→ **Cosa fare**
Prosegui il testo sul viaggio tra le cantine del Salento, ripartendo subito dopo la sua ultima frase.

→ **Testo estratto**
Tra vigneti e storie di famiglia: alla scoperta del Salento
Ci sono giornate in cui il lavoro si trasforma in un viaggio fatto di incontri, racconti e territori da vivere. La nostra ultima trasferta è stata proprio questo: un percorso tra cantine, vigneti e persone che ogni giorno custodiscono e valorizzano l’identità vitivinicola della nostra terra.
Tradizione e vitigni autoctoni: le vigne di Sammarco
La prima tappa ci ha portati a Le Vigne di Sammarco, a Cellino San Marco: qui, la famiglia Rizzello coltiva da generazioni vigneti in questo territorio. Oggi l’azienda conta circa 200 ettari, molti dei quali coltivati ad alberello pugliese, con una forte attenzione ai vitigni autoctoni del territorio come Negroamaro, Malvasia Nera, Susumaniello e Primitivo. Tra filari e cantina si percepisce chiaramente l’obiettivo della famiglia: reinterpretare e diffondere la cultura enologica del Salento, mantenendo un forte legame con la tradizione ma con uno sguardo aperto verso il futuro.
Tra storia e innovazione alla Masseria Li Veli
La giornata è proseguita a Masseria Li Veli, un luogo ricco di storia e fascino dove passato e presente dialogano continuamente. La masseria affonda le sue radici alla fine dell’Ottocento, quando il marchese ed economista salentino Antonio De Viti De Marco trasformò la proprietà in un’azienda vitivinicola modello per tutto il Meridione. Dopo varie vicende nel corso del Novecento, la tenuta è stata rilanciata nel 1999 dalla famiglia Falvo, imprenditori toscani con una lunga esperienza nel mondo del vino, che hanno avviato un importante progetto di valorizzazione dei vitigni autoctoni pugliesi.
Cantina San Donaci: il valore della cooperazione
Il nostro viaggio è poi proseguito a Cantina San Donaci, una realtà cooperativa storica profondamente legata alla comunità locale: qui il vino nasce dal lavoro condiviso di tanti viticoltori che conferiscono le proprie uve, mantenendo vivo un modello produttivo che in Salento ha avuto un ruolo fondamentale nello sviluppo dell’enologia del territorio. È proprio questa dimensione collettiva a rendere speciale la cantina: tante storie personali che si uniscono in un unico racconto di territorio, dove identità, tradizione e collaborazione diventano parte del vino stesso.

→ **Dati forniti**
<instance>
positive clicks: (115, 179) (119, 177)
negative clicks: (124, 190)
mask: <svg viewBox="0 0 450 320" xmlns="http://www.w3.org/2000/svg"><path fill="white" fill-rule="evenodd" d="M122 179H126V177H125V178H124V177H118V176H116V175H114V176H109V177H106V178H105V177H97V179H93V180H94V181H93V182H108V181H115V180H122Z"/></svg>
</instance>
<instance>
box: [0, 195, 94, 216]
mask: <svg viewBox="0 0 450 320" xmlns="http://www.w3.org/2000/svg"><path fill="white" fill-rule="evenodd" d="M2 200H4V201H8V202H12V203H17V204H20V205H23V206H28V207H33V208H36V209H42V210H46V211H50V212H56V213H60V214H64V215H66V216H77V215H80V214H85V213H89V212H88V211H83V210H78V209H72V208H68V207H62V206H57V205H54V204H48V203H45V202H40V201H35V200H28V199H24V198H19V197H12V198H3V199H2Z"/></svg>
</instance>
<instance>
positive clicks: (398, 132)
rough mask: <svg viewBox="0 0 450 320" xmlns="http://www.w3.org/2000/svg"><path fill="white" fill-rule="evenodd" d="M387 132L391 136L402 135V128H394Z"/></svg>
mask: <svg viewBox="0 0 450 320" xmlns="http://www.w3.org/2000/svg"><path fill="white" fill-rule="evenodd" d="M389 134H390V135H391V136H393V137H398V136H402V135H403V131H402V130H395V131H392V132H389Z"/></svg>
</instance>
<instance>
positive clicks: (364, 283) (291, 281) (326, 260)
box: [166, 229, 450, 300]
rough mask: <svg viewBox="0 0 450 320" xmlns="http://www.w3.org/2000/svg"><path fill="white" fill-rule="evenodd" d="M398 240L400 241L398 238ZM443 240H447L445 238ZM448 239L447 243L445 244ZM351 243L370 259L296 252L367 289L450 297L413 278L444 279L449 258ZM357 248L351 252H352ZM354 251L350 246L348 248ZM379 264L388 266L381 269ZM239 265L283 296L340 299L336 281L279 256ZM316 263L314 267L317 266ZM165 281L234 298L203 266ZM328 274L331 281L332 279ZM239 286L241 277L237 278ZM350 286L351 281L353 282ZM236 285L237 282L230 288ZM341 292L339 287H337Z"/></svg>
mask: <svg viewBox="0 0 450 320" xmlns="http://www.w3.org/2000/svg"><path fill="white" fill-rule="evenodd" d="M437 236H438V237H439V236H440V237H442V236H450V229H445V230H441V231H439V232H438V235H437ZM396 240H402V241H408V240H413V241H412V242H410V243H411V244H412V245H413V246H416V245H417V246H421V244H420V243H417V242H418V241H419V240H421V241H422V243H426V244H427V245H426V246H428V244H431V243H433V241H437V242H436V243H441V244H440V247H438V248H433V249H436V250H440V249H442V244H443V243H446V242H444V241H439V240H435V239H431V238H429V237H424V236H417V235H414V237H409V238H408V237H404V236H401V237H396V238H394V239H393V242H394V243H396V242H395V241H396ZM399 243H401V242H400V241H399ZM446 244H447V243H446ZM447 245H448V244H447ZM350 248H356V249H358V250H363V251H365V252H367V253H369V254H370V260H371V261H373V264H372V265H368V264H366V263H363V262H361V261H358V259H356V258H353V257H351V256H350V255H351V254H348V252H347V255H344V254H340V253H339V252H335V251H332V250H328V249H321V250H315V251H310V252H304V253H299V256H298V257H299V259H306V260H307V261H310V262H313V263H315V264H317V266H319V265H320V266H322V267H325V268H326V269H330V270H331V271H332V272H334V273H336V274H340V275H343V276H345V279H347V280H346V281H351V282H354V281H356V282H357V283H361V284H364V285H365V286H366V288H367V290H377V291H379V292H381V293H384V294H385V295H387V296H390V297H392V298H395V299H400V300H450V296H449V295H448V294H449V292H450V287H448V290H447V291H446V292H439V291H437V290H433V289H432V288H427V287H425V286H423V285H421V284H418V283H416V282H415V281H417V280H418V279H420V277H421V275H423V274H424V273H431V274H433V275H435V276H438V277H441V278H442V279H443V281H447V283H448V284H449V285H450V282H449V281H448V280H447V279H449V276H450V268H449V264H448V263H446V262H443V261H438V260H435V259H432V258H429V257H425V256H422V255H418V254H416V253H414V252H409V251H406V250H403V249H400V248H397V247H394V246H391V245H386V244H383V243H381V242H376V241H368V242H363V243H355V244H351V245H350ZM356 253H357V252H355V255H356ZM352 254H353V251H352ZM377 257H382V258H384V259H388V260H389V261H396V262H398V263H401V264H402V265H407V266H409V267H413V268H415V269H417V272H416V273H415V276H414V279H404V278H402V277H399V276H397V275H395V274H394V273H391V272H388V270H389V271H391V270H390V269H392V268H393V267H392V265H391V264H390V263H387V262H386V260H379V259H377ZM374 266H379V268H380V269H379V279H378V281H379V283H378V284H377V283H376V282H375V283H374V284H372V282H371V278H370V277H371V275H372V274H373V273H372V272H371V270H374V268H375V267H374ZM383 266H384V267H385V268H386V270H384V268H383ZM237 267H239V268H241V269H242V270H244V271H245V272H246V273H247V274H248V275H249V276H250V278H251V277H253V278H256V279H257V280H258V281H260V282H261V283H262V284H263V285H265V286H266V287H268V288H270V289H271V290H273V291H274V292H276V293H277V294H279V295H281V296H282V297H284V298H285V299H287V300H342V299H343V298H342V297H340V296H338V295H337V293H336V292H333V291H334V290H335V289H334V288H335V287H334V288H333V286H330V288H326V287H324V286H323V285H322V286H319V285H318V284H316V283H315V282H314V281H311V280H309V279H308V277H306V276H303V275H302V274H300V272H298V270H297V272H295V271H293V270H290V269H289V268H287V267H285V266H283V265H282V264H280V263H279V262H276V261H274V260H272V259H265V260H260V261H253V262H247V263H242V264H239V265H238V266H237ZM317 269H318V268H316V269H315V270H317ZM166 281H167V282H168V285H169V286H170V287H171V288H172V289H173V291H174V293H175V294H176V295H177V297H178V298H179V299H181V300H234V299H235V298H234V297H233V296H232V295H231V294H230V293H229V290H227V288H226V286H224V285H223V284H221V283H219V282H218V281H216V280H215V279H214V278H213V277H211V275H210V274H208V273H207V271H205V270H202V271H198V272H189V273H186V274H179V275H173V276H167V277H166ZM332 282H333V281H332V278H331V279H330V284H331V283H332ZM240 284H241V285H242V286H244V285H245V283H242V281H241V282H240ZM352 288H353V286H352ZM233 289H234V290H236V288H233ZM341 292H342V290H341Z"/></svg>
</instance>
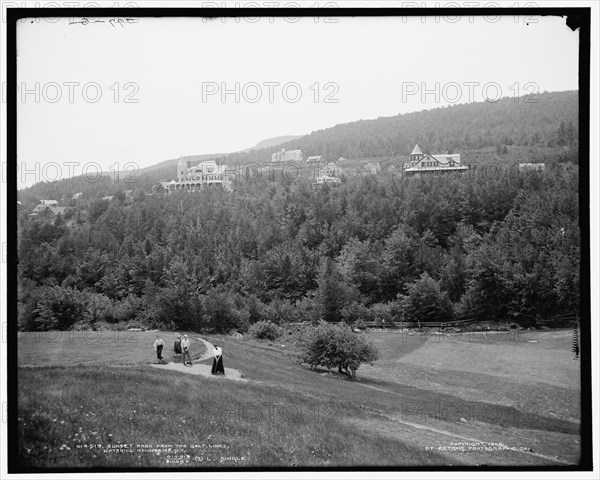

→ **Risposta**
Nel cuore del Primitivo DOC: Produttori di Manduria
Nel pomeriggio il viaggio è proseguito verso Manduria, patria di uno dei vini più rappresentativi della Puglia: il Primitivo di Manduria DOC. Qui abbiamo visitato Produttori di Manduria, una delle cooperative più significative del territorio, fondata nel 1932. In questa realtà si percepisce tutta la forza del lavoro collettivo: tante mani che insieme danno vita a un unico grande racconto fatto di terra, tradizione e passione. Ancora oggi questa realtà rappresenta uno dei punti di riferimento per la denominazione, grazie al lavoro condiviso di centinaia di viticoltori che conferiscono le proprie uve alla cantina.
La tradizione familiare di Vinicola Savese Pichierri
L’ultima tappa della giornata ci ha portati a Sava, presso la Vinicola Savese Pichierri: la storia della cantina affonda le sue radici nei primi decenni del Novecento, quando Gaetano Pichierri iniziò a coltivare vigneti di Primitivo nel territorio di Sava, una delle aree storicamente più vocate per questo vitigno. Con il tempo, la passione per la viticoltura è stata tramandata di generazione in generazione e ancora oggi la filosofia della cantina rimane profondamente legata alla tradizione: grande attenzione al lavoro in vigna, rispetto per i tempi della natura e un approccio produttivo che mira a preservare l’autenticità del territorio.
Questa intensa giornata di visite ci ricorda ancora una volta quanto sia importante conoscere da vicino i luoghi e, soprattutto, le persone che stanno dietro ogni bottiglia. Per noi scegliere un vino significa prima di tutto conoscere la sua storia, il lavoro che lo rende unico e il territorio che lo ha visto nascere. È proprio questo che vogliamo portare nella nostra enoteca: non solo etichette, ma racconti, tradizioni e passione per il Salento.